[Stored items from a collection]
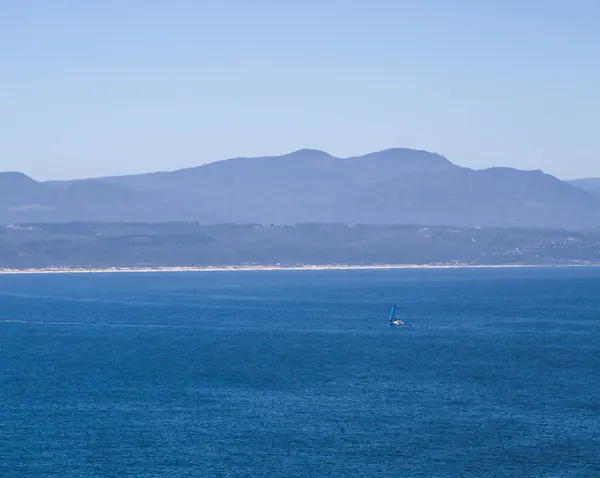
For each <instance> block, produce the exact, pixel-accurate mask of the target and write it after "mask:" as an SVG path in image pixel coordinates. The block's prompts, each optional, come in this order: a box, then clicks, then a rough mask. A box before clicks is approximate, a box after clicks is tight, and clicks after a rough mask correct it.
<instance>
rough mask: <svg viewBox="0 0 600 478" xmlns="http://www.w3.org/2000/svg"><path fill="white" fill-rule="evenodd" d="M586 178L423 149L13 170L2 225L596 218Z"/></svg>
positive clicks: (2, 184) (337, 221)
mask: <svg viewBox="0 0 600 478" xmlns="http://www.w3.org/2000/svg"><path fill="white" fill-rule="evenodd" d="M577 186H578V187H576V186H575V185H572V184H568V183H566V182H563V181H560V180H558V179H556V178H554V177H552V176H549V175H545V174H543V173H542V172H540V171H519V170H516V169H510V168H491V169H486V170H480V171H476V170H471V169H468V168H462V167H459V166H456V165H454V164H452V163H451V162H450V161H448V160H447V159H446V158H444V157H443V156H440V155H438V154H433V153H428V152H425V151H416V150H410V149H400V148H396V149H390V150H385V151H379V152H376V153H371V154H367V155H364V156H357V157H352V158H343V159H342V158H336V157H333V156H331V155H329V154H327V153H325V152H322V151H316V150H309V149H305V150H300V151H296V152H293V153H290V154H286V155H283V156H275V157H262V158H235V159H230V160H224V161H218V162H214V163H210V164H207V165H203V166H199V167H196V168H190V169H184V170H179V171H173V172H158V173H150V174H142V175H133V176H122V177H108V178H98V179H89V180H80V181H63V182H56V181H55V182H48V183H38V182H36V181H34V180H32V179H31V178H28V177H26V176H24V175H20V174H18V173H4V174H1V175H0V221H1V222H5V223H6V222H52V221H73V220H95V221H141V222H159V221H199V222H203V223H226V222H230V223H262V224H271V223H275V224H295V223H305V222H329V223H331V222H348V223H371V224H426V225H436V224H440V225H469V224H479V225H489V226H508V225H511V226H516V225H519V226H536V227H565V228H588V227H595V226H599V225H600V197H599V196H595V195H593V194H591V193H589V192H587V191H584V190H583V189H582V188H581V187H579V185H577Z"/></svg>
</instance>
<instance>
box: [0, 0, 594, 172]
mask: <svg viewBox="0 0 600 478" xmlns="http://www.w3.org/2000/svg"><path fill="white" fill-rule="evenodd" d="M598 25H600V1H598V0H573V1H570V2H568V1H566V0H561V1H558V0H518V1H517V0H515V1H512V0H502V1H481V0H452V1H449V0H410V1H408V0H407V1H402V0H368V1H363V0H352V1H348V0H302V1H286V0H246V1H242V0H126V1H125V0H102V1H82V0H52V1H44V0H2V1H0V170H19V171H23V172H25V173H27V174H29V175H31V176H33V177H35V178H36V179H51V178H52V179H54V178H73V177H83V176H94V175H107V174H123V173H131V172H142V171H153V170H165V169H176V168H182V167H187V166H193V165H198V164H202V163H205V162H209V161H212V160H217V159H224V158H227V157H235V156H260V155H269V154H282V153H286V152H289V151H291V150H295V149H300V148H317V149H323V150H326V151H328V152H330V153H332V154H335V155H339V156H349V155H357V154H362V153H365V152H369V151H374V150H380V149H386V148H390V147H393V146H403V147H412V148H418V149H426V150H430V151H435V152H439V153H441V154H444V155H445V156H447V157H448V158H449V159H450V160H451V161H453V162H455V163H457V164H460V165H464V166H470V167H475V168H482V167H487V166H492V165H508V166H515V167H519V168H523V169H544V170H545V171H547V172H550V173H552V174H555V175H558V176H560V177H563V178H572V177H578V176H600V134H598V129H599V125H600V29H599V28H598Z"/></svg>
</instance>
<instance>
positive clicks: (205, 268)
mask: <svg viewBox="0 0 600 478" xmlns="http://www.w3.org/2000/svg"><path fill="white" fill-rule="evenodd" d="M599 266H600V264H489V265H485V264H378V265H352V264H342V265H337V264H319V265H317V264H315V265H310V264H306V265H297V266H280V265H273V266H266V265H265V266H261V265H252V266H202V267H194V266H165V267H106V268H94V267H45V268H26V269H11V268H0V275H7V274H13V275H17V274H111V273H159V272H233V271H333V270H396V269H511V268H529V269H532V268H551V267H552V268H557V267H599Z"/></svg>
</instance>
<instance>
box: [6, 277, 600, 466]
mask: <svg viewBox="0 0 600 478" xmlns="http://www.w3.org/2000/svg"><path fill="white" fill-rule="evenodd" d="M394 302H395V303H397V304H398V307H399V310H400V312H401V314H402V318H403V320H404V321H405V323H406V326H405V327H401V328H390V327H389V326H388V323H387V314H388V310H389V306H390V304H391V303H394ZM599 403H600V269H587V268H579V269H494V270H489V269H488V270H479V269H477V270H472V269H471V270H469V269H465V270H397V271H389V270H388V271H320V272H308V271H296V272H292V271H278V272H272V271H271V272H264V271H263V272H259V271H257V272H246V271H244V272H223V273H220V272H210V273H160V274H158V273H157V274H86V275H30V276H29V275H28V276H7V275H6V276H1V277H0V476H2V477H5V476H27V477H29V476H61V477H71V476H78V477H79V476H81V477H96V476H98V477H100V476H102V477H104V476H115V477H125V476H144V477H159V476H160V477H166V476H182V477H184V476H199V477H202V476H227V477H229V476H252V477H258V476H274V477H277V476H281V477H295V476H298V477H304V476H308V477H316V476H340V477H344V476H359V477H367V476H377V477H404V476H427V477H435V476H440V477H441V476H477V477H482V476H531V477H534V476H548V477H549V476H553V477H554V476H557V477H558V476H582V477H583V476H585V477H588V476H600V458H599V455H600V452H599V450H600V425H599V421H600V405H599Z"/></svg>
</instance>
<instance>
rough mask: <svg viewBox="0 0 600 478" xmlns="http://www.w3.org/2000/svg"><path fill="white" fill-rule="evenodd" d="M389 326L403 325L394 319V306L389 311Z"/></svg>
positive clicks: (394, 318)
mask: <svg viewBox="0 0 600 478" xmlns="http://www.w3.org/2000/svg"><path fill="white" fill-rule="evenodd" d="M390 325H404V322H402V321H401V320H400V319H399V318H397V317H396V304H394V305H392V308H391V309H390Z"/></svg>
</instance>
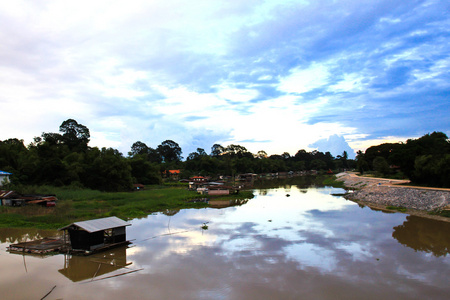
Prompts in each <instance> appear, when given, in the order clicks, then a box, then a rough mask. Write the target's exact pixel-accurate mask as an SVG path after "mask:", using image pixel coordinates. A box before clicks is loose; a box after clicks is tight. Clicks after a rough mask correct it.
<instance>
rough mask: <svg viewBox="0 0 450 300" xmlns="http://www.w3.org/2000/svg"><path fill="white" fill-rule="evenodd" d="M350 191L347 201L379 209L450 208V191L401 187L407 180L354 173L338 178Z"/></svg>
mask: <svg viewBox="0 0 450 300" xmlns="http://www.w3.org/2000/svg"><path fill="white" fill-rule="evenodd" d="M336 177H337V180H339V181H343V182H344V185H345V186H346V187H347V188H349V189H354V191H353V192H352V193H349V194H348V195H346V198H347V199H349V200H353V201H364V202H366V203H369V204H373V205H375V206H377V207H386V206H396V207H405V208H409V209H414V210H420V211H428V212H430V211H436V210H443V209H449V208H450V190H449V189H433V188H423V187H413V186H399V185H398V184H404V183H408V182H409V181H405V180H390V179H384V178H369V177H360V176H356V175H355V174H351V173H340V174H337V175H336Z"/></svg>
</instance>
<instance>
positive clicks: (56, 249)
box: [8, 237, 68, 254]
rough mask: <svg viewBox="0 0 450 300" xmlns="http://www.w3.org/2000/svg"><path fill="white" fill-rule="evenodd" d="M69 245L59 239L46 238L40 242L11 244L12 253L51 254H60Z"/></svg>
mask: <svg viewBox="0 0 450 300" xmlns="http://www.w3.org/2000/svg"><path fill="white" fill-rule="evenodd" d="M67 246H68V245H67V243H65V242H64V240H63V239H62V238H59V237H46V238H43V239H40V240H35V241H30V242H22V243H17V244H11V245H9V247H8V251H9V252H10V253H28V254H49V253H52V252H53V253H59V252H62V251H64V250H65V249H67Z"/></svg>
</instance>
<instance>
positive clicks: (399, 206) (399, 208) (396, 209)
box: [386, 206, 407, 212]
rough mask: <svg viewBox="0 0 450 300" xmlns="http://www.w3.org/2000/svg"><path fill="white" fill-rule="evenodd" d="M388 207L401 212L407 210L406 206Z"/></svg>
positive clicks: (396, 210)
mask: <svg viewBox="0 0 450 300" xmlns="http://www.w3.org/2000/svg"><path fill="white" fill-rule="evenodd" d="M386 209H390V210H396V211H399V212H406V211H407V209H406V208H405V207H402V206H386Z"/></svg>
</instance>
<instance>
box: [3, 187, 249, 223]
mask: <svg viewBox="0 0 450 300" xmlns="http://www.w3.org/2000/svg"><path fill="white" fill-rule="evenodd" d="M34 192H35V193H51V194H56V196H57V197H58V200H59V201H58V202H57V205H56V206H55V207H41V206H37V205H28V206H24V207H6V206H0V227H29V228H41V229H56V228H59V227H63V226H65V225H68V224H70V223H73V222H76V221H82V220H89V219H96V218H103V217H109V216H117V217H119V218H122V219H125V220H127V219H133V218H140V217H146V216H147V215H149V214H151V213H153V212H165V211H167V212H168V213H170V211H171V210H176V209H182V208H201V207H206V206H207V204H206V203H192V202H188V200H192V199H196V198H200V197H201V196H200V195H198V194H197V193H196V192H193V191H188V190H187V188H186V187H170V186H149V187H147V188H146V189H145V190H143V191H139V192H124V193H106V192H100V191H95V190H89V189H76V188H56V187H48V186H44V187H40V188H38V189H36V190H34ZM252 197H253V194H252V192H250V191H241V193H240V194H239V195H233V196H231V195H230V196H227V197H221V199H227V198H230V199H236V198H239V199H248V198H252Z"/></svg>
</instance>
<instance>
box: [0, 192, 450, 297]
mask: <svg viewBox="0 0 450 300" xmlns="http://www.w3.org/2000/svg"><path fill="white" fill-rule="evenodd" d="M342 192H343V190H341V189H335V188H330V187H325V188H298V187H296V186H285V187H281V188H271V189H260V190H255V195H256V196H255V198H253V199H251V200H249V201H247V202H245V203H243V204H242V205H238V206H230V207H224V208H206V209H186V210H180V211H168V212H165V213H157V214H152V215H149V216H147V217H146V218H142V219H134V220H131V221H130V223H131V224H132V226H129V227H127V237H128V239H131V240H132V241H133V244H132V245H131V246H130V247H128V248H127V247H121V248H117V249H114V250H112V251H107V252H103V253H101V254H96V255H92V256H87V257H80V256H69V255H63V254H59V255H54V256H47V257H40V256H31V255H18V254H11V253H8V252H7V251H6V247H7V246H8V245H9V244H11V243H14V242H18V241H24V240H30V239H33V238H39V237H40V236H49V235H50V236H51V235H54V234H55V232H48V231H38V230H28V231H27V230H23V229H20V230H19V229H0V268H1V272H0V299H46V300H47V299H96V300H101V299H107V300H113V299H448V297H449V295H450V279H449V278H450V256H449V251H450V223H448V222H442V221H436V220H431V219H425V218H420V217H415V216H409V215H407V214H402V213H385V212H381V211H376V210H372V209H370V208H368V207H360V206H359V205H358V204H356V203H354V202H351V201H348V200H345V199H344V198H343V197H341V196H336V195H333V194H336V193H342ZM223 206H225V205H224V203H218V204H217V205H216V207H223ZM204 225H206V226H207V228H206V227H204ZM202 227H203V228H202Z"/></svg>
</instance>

• Task to complete: Count the lines of the records above that contain the word "positive", treating uppercase and lowercase as different. Reply with the number alone.

• Task answer: 6